--- Instructions to follow ---
Convert every line of the records below into a Markdown table with the columns Row and Line, numbering each row in order and omitting blank lines.
* Start *
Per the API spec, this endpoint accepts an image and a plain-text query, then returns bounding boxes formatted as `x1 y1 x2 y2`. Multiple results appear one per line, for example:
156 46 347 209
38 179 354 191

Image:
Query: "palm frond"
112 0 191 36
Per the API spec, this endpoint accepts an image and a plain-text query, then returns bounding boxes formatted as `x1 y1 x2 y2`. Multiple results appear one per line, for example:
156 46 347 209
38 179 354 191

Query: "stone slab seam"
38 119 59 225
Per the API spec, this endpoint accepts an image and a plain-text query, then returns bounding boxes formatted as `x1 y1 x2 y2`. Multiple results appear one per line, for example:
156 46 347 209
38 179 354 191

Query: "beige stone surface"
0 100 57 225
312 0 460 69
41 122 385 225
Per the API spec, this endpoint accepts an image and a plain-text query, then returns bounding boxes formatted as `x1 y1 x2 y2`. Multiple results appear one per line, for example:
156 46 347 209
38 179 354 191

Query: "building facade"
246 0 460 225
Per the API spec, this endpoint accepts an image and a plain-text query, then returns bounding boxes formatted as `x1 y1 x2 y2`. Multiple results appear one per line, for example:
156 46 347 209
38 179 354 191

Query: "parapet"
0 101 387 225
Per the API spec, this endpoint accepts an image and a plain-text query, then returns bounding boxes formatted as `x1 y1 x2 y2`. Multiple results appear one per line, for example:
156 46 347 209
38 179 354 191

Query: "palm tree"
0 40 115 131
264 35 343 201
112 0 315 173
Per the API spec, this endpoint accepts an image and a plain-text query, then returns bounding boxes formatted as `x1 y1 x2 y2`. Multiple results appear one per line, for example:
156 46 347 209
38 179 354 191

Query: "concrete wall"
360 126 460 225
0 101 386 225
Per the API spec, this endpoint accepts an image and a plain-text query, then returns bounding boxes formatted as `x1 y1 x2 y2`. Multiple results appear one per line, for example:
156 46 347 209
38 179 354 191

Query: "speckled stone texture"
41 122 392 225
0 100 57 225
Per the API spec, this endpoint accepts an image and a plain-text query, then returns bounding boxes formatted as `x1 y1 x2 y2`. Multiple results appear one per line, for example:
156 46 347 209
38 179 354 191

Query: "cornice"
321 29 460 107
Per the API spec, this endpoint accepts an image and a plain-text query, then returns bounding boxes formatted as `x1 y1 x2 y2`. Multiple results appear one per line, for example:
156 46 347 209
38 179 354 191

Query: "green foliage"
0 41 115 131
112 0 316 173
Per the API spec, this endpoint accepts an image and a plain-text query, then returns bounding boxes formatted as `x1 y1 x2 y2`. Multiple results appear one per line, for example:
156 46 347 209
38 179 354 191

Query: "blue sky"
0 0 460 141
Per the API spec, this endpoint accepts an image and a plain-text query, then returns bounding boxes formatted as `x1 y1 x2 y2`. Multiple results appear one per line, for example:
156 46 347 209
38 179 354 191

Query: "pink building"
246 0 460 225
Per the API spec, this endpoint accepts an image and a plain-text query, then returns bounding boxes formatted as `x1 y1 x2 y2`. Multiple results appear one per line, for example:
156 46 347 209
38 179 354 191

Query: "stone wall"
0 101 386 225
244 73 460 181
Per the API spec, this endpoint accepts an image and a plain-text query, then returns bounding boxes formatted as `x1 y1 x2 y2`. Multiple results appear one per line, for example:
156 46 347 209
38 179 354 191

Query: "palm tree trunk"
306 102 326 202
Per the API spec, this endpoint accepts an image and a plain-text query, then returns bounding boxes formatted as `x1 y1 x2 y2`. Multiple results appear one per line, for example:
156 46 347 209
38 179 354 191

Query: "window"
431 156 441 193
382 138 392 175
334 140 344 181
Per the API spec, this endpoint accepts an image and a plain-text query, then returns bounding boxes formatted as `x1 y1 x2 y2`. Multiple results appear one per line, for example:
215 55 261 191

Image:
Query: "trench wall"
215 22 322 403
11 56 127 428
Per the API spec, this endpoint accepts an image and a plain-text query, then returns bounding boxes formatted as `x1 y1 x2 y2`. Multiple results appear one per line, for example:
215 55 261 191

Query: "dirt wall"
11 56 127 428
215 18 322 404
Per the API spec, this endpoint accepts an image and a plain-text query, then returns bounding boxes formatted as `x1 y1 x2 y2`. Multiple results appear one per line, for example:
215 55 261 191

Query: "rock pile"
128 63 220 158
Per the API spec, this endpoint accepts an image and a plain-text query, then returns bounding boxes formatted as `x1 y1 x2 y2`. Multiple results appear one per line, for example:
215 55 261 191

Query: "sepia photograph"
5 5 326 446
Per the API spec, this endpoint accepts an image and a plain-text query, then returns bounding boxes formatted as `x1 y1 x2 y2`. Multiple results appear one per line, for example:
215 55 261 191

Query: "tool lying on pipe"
* End *
--- Answer for this exercise ---
| Row | Line |
|---|---|
| 1 | Per the API spec, this endpoint accepts an image and a plain-text query, then returns bounding boxes formatted as `x1 y1 x2 y2`. Multiple results appear one per line, for example: |
| 2 | 156 46 347 209 |
| 3 | 38 179 354 191 |
| 4 | Image: |
| 5 | Query: "palm frond" |
| 6 | 112 0 191 36 |
| 7 | Per the API spec, this endpoint accepts an image and a plain-text query, then returns bounding boxes formatted as `x1 y1 x2 y2`. Multiple results appear one per line, for example: |
| 8 | 156 46 347 209 |
| 9 | 38 179 354 191 |
| 10 | Query: "stone slab seam" |
| 11 | 38 119 59 225 |
| 12 | Per the API spec, this endpoint accepts an image and a plain-text query, then returns bounding boxes formatted as `x1 y1 x2 y2`. Multiple results appear one per line, for example: |
| 13 | 156 46 347 209 |
| 14 | 38 179 354 191 |
| 15 | Query: "beige stone surface" |
| 16 | 0 100 57 225 |
| 17 | 312 0 460 69 |
| 18 | 41 122 385 225 |
| 19 | Per the API spec, this endpoint accepts an image and a plain-text query, then returns bounding boxes formatted as `x1 y1 x2 y2`. Multiple results appear one per line, for example: |
| 20 | 156 46 347 209 |
| 21 | 38 179 354 191 |
| 22 | Query: "building facade" |
| 23 | 246 0 460 225 |
| 24 | Per the API spec, this endpoint accepts an image and a plain-text query, then returns bounding boxes formatted as `x1 y1 x2 y2`. Multiple results appear one per line, for example: |
| 25 | 156 46 347 209 |
| 26 | 38 179 354 191 |
| 27 | Query: "parapet" |
| 28 | 0 101 387 225 |
| 29 | Per the API spec, this endpoint accepts an image and a plain-text query, then returns bounding boxes formatted as `x1 y1 x2 y2`. Multiple results appear one per line, for example: |
| 30 | 156 46 347 209 |
| 31 | 38 179 354 191 |
| 32 | Query: "palm tree" |
| 33 | 0 40 115 131 |
| 34 | 264 35 343 201 |
| 35 | 112 0 315 173 |
| 36 | Per the API spec, this endpoint accepts an image and a plain-text query, then returns bounding boxes formatted as `x1 y1 x2 y2`. Multiple results appear one per line, for example: |
| 37 | 156 46 347 209 |
| 38 | 38 179 354 191 |
| 39 | Query: "concrete wall" |
| 40 | 360 126 460 225 |
| 41 | 0 101 386 225 |
| 42 | Per the API spec, this endpoint accepts an image and a plain-text query, then returns bounding boxes formatted as `x1 y1 x2 y2`. Multiple results appear one per line, for example: |
| 43 | 156 46 347 209 |
| 44 | 38 179 354 191 |
| 45 | Query: "speckled stone texture" |
| 46 | 41 122 392 225 |
| 47 | 0 100 57 225 |
| 48 | Per the API spec, this endpoint accepts an image and a plain-text query, then returns bounding boxes formatted as `x1 y1 x2 y2`. Multiple results appear one per line, for example: |
| 49 | 156 46 347 209 |
| 50 | 38 179 354 191 |
| 51 | Query: "cornice" |
| 52 | 321 29 460 107 |
| 53 | Per the API spec, this endpoint accepts an image and a plain-text query, then returns bounding boxes formatted as `x1 y1 x2 y2`. Multiple results appear one per line, for example: |
| 54 | 156 46 347 209 |
| 55 | 38 179 354 191 |
| 56 | Query: "green foliage" |
| 57 | 0 41 115 131 |
| 58 | 112 0 316 173 |
| 59 | Per the API spec, this endpoint accepts an image and a plain-text query, then returns bounding boxes formatted as `x1 y1 x2 y2`. Multiple results appear one per line, for example: |
| 60 | 156 46 347 209 |
| 61 | 38 179 354 191 |
| 62 | Query: "blue sky" |
| 63 | 0 0 460 141 |
| 64 | Per the API spec, this endpoint accepts an image and a plain-text query, then returns bounding boxes formatted as `x1 y1 x2 y2`. Multiple results appear one per line, for example: |
| 65 | 156 46 347 209 |
| 66 | 38 179 354 191 |
| 67 | Query: "pink building" |
| 68 | 246 0 460 225 |
| 69 | Per the API spec, this endpoint accepts an image and a plain-text query, then returns bounding boxes formatted as `x1 y1 x2 y2`. Multiple results appear one per line, for example: |
| 70 | 156 46 347 209 |
| 71 | 38 179 354 191 |
| 72 | Query: "stone wall" |
| 73 | 0 101 386 225 |
| 74 | 244 73 460 181 |
| 75 | Per the API spec, this endpoint accepts an image and a plain-text query, then returns bounding boxes formatted as `x1 y1 x2 y2`. Multiple results appear one per line, for example: |
| 76 | 156 46 347 209 |
| 77 | 38 179 354 191 |
| 78 | Query: "palm tree trunk" |
| 79 | 306 102 326 202 |
| 80 | Per the API spec, this endpoint accepts an image and a plain-text query, then returns bounding boxes formatted as `x1 y1 x2 y2`. Multiple results appear one per line, for example: |
| 81 | 156 46 347 209 |
| 82 | 38 179 354 191 |
| 83 | Query: "window" |
| 84 | 431 156 441 193 |
| 85 | 382 138 392 175 |
| 86 | 334 140 344 181 |
| 87 | Per the API spec, this endpoint accepts an image and a plain-text query, then returns bounding boxes formatted as `x1 y1 x2 y2`. Multiple results appear one per line, for example: |
| 88 | 215 55 261 191 |
| 89 | Image: |
| 90 | Query: "trench wall" |
| 91 | 215 22 322 403 |
| 92 | 11 56 127 428 |
| 93 | Per the API spec, this endpoint accepts an image and a plain-text query, then returns bounding boxes formatted as `x1 y1 x2 y2`. Multiple results appear one per line, for example: |
| 94 | 215 55 261 191 |
| 95 | Query: "dirt wall" |
| 96 | 11 56 127 428 |
| 97 | 215 18 322 404 |
| 98 | Per the API spec, this endpoint accepts an image and a plain-text query, then returns bounding boxes formatted as `x1 y1 x2 y2`. Multiple results appear one per line, for example: |
| 99 | 215 55 261 191 |
| 100 | Query: "rock pile" |
| 101 | 128 63 220 158 |
| 102 | Per the API spec, this endpoint accepts an image and a plain-text query, then returns bounding boxes formatted as `x1 y1 x2 y2`. Multiple results appear one per line, for example: |
| 103 | 215 55 261 191 |
| 104 | Query: "sepia photograph" |
| 105 | 5 5 326 446 |
| 106 | Per the API spec, this endpoint accepts an image and a plain-text query, then returns bounding boxes formatted as `x1 y1 x2 y2`. Multiple results appear one per line, for example: |
| 107 | 215 55 261 191 |
| 108 | Query: "tool lying on pipe" |